Testo dell'esercizio:

© APSUn lampo negli ultimi secondi, una corsa disperata che ha il sapore dell’orgoglio e della sopravvivenza sportiva. Così Federico Chiesa, contro il Sunderland, ha evitato un nuovo tonfo in Premier League e, senza segnare né servire un assist, ha comunque firmato una delle giocate più iconiche della stagione dei Reds. Un intervento rabbioso, applaudito da tutto Anfield e diventato virale in poche ore. Non stupisce, dunque, che Arne Slot abbia aperto alla possibilità di vederlo più spesso dall’inizio.
Slot elogia Chiesa
Alla vigilia del match contro il Leeds, il tecnico del Liverpool ha parlato chiaro: Chiesa è un’opzione credibile, e lo è per ciò che mostra ogni volta che entra. Le sue parole raccontano un giocatore che sta costruendo il suo spazio con grinta e dedizione, più ancora che con i numeri. "Come ho appena detto, ogni giocatore può partire titolare, ma abbiamo molte opzioni per iniziare nella sua posizione. Spesso ha avuto un impatto dalla panchina. Normalmente metti un attaccante per segnare, ma lui in quella situazione ha continuato a correre quando un giocatore potrebbe fermarsi e pensare di non poter fare molto uno contro uno. Questo dice molto sulla sua mentalità di non arrendersi".

Estratti dei record:
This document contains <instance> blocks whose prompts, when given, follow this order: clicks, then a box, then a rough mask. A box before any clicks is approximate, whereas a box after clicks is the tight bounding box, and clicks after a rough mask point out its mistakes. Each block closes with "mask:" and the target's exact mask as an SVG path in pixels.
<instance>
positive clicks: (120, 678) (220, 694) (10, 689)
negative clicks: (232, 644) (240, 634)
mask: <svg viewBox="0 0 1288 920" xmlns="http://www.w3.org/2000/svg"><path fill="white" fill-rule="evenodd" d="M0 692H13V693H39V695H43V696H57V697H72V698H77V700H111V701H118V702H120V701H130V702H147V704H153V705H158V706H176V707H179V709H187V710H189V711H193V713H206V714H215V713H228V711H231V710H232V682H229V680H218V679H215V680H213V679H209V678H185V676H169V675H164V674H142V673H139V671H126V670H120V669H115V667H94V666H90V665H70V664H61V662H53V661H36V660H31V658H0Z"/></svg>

Applicazione della lettura:
**a)** Risponda alle seguenti domande sul testo relativo a Federico Chiesa:
(i) Contro quale squadra Chiesa ha compiuto la giocata descritta in apertura?
(ii) In vista di quale partita ha parlato l'allenatore del Liverpool?
(iii) Secondo Slot, quale comportamento di Chiesa dice molto sulla sua mentalità?
**b)** Scriva il seguito del testo su Federico Chiesa, partendo dopo l'ultima frase riportata.

Elenco delle risposte:
**a)**
(i) Contro il Sunderland.
(ii) In vista della partita contro il Leeds.
(iii) Ha continuato a correre in una situazione in cui un giocatore potrebbe fermarsi e pensare di non poter fare molto nell'uno contro uno. Secondo Slot, questo mostra una mentalità di chi non si arrende.

**b)**
Il rapporto speciale con i tifosi
L’attaccante italiano ha conquistato Anfield ben prima delle sue giocate decisive. Dalla scorsa stagione i tifosi gli hanno persino dedicato un coro, nonostante le sue presenze fossero ridotte al minimo. Una situazione che aveva perfino imbarazzato Chiesa, consapevole di non aver ancora dato ciò che la piazza si aspettava. Quest'anno la musica sta cambiando: 15 presenze, 2 gol e 3 assist in tutte le competizioni, con una rete già decisiva. Eppure, continua a vivere gran parte delle sue partite da subentrante. Il recupero prodigioso contro il Sunderland ha però risvegliato con forza il dibattito: deve giocare di più?